* Task *
Please copy the lines below word for word, without changing anything.

* Input for this task *

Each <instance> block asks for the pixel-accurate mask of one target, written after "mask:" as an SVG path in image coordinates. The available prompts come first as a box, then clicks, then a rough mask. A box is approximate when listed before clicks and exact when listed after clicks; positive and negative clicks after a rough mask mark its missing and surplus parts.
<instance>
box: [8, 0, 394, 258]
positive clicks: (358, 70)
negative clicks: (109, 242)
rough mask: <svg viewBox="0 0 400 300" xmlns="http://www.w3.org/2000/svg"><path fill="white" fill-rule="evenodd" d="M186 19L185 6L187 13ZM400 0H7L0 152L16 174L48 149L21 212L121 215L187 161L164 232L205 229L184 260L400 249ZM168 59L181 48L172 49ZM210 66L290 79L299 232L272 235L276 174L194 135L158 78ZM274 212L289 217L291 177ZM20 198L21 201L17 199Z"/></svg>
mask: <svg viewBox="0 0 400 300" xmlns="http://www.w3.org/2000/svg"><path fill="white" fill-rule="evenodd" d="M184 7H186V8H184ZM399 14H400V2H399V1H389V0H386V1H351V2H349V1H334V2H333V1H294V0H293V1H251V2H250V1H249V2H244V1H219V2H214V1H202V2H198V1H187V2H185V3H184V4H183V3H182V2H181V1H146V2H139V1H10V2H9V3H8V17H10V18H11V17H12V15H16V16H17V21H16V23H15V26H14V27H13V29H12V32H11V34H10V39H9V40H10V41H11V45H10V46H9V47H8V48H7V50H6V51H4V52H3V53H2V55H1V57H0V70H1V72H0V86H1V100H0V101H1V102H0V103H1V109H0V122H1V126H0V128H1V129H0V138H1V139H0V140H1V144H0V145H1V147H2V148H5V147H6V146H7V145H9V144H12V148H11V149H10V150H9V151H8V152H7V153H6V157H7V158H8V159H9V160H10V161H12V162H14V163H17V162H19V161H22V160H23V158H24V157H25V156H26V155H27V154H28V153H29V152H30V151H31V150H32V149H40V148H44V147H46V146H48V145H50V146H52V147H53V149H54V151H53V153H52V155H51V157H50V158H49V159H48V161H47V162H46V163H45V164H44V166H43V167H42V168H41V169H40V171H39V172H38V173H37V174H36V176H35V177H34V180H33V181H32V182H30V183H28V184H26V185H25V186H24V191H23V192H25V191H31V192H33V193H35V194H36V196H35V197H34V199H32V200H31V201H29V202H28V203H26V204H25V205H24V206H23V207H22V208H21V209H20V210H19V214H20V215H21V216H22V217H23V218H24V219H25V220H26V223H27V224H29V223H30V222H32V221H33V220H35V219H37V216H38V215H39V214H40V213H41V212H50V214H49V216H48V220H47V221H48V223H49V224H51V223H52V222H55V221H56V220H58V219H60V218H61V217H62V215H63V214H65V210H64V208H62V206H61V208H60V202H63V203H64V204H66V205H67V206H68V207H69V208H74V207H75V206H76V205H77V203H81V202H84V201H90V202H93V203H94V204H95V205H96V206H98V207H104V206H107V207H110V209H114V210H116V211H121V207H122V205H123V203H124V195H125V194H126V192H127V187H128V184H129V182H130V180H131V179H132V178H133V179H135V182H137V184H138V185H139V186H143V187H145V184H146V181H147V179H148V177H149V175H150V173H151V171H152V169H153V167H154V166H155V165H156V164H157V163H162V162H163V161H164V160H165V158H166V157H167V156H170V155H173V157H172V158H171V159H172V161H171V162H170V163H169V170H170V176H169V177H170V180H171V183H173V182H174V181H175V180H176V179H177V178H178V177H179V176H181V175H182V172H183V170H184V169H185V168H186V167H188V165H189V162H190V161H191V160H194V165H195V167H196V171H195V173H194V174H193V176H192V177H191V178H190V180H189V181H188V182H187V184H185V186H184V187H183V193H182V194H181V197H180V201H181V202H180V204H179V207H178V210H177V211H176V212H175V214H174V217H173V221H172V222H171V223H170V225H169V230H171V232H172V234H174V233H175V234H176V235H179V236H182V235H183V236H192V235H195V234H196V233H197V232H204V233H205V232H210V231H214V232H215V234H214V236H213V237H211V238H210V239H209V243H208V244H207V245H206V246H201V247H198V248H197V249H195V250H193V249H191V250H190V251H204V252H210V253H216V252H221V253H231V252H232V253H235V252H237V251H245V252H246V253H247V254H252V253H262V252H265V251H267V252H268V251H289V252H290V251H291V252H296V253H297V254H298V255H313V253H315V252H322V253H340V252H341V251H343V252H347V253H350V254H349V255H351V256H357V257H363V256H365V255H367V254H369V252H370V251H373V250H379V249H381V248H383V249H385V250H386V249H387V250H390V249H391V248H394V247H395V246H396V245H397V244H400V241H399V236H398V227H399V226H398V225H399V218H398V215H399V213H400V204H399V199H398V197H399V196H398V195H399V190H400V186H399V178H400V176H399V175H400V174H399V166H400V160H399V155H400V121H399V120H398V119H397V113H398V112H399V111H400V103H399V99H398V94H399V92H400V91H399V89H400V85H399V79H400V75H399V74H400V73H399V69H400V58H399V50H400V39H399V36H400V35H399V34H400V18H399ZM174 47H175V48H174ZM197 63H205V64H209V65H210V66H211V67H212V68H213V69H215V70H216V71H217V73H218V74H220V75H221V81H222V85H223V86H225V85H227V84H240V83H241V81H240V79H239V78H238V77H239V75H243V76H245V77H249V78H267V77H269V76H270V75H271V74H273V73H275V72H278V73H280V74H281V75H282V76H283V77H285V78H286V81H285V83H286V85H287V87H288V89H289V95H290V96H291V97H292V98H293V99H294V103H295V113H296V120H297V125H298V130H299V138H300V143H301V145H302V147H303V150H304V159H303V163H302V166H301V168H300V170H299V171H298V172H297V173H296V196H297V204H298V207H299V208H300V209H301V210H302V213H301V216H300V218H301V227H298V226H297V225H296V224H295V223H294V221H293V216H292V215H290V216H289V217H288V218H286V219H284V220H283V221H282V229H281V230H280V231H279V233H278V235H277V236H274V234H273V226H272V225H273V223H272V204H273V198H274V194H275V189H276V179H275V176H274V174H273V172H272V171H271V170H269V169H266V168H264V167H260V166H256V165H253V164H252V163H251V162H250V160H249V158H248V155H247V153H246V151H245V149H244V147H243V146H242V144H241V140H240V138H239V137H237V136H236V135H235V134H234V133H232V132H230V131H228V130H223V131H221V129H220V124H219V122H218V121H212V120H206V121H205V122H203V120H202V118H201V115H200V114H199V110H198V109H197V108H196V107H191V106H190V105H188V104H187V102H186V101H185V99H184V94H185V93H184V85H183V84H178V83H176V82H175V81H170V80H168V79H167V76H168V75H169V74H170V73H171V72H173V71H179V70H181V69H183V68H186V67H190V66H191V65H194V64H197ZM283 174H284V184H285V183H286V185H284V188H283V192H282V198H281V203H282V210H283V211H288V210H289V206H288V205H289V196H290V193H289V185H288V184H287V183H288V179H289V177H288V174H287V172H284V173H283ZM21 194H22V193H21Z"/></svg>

* Answer for this exercise *
Each <instance> block asks for the pixel-accurate mask of one target, written after "mask:" as an SVG path in image coordinates. The available prompts come first as a box, then clicks, then a rough mask. A box is approximate when listed before clicks and exact when listed after clicks; positive and negative clicks after a rough mask mark its missing and surplus parts.
<instance>
box: [8, 0, 394, 258]
positive clicks: (358, 70)
negative clicks: (109, 242)
rough mask: <svg viewBox="0 0 400 300" xmlns="http://www.w3.org/2000/svg"><path fill="white" fill-rule="evenodd" d="M186 19L185 6L187 13ZM400 0H7L0 152L16 174L48 149L21 212L121 215L187 161L164 232L205 229L184 260L400 249ZM168 59L181 48L172 49ZM210 66L290 79L299 232L272 235L276 174L194 135L158 78ZM274 212L289 217L291 177ZM20 198L21 201L17 199Z"/></svg>
mask: <svg viewBox="0 0 400 300" xmlns="http://www.w3.org/2000/svg"><path fill="white" fill-rule="evenodd" d="M184 7H186V8H184ZM399 14H400V2H399V1H389V0H386V1H351V2H349V1H334V2H333V1H294V0H293V1H251V2H250V1H249V2H244V1H219V2H214V1H202V2H198V1H187V2H185V3H184V4H183V3H182V2H181V1H146V2H139V1H10V2H9V3H8V17H10V18H11V17H12V15H16V16H17V21H16V23H15V26H14V27H13V29H12V32H11V34H10V39H9V40H10V41H11V45H10V46H9V47H8V48H7V50H6V51H4V52H3V53H2V55H1V57H0V70H1V72H0V86H1V100H0V101H1V102H0V103H1V109H0V122H1V126H0V128H1V129H0V138H1V139H0V140H1V144H0V145H1V147H2V148H5V147H6V146H7V145H9V144H12V148H11V149H10V150H9V151H8V152H7V153H6V157H7V158H8V159H9V160H10V161H12V162H14V163H17V162H19V161H22V160H23V158H24V157H25V156H26V155H27V154H28V153H29V152H30V151H31V150H32V149H40V148H44V147H46V146H48V145H50V146H52V147H53V149H54V151H53V153H52V155H51V157H50V158H49V159H48V161H47V162H46V163H45V164H44V166H43V167H42V168H41V169H40V171H39V172H38V173H37V174H36V176H35V177H34V180H33V181H32V182H30V183H28V184H26V185H25V186H24V191H23V192H25V191H31V192H33V193H35V194H36V196H35V197H34V199H32V200H31V201H29V202H28V203H26V204H25V205H24V206H23V207H22V208H21V209H20V210H19V214H20V215H21V216H22V217H23V218H24V219H25V220H26V223H27V224H29V223H30V222H32V221H33V220H35V219H37V216H38V215H39V214H40V213H41V212H50V214H49V216H48V220H47V221H48V223H49V224H51V223H52V222H55V221H56V220H58V219H60V218H61V217H62V215H63V214H65V210H64V208H62V206H61V208H60V202H63V203H64V204H66V205H67V206H68V207H69V208H74V207H75V206H76V205H77V203H81V202H84V201H90V202H93V203H94V204H95V205H96V206H98V207H104V206H107V207H110V209H114V210H116V211H121V207H122V205H123V203H124V195H125V194H126V192H127V187H128V184H129V182H130V180H131V179H132V178H133V179H135V182H137V184H138V185H139V186H143V187H145V184H146V181H147V179H148V177H149V175H150V173H151V171H152V169H153V167H154V166H155V165H156V164H157V163H162V162H163V161H164V160H165V158H166V157H167V156H170V155H173V157H172V158H171V159H172V161H171V162H170V163H169V170H170V176H169V177H170V180H171V183H173V182H174V181H175V180H176V179H177V178H178V177H179V176H181V175H182V172H183V170H184V169H185V168H186V167H188V165H189V162H190V161H191V160H194V165H195V167H196V171H195V173H194V174H193V176H192V177H191V178H190V180H189V181H188V182H187V184H185V186H184V187H183V193H182V194H181V197H180V201H181V202H180V204H179V207H178V210H177V211H176V212H175V214H174V217H173V221H172V222H171V223H170V225H169V230H171V232H172V234H174V233H175V234H176V235H179V236H182V235H183V236H192V235H195V234H196V233H197V232H204V233H205V232H210V231H214V232H215V234H214V236H213V237H211V238H210V239H209V243H208V244H207V245H206V246H201V247H198V248H197V249H195V250H193V249H191V250H190V251H204V252H210V253H216V252H221V253H231V252H232V253H235V252H237V251H245V252H246V253H247V254H252V253H262V252H265V251H267V252H268V251H289V252H290V251H291V252H296V253H297V254H298V255H313V253H315V252H322V253H340V252H341V251H343V252H347V253H350V254H349V255H351V256H357V257H363V256H365V255H367V254H369V252H370V251H373V250H379V249H381V248H383V249H385V250H386V249H387V250H390V249H391V248H394V247H395V246H396V245H397V244H400V241H399V236H398V227H399V226H398V225H399V218H398V215H399V213H400V204H399V199H398V197H399V196H398V195H399V190H400V186H399V178H400V176H399V175H400V174H399V166H400V160H399V155H400V121H399V120H398V119H397V113H398V112H399V111H400V103H399V99H398V94H399V92H400V91H399V89H400V85H399V79H400V75H399V74H400V73H399V69H400V58H399V50H400V39H399V36H400V35H399V34H400V18H399ZM174 47H175V48H174ZM197 63H205V64H209V65H210V66H211V67H212V68H213V69H215V70H216V71H217V73H218V74H220V75H221V81H222V85H223V86H225V85H227V84H240V83H241V81H240V79H239V78H238V77H239V75H243V76H245V77H249V78H267V77H269V76H270V75H271V74H273V73H275V72H278V73H280V74H281V75H282V76H283V77H285V78H286V81H285V83H286V85H287V87H288V89H289V95H290V96H291V97H292V98H293V99H294V103H295V113H296V120H297V125H298V130H299V138H300V143H301V145H302V147H303V150H304V159H303V163H302V166H301V168H300V170H299V171H298V172H297V173H296V196H297V204H298V207H299V208H300V209H301V210H302V213H301V216H300V218H301V227H298V226H297V225H296V224H295V223H294V221H293V216H292V215H290V216H289V217H288V218H286V219H284V220H283V221H282V229H281V230H280V231H279V233H278V235H277V236H274V234H273V226H272V225H273V223H272V204H273V198H274V194H275V189H276V179H275V176H274V174H273V172H272V171H271V170H269V169H266V168H264V167H260V166H256V165H253V164H252V163H251V162H250V160H249V158H248V155H247V153H246V151H245V149H244V147H243V146H242V144H241V140H240V138H239V137H237V136H236V135H235V134H234V133H232V132H230V131H228V130H223V131H221V129H220V124H219V122H218V121H212V120H206V121H205V122H203V120H202V118H201V115H200V114H199V110H198V109H197V108H196V107H191V106H190V105H188V104H187V102H186V101H185V99H184V94H185V93H184V85H183V84H178V83H176V82H175V81H170V80H168V79H167V76H168V75H169V74H170V73H171V72H173V71H179V70H181V69H183V68H186V67H190V66H191V65H194V64H197ZM283 174H284V184H285V183H286V185H284V188H283V192H282V198H281V203H282V210H283V211H288V210H289V206H288V205H289V196H290V193H289V185H288V184H287V183H288V179H289V177H288V174H287V172H284V173H283ZM21 194H22V193H21Z"/></svg>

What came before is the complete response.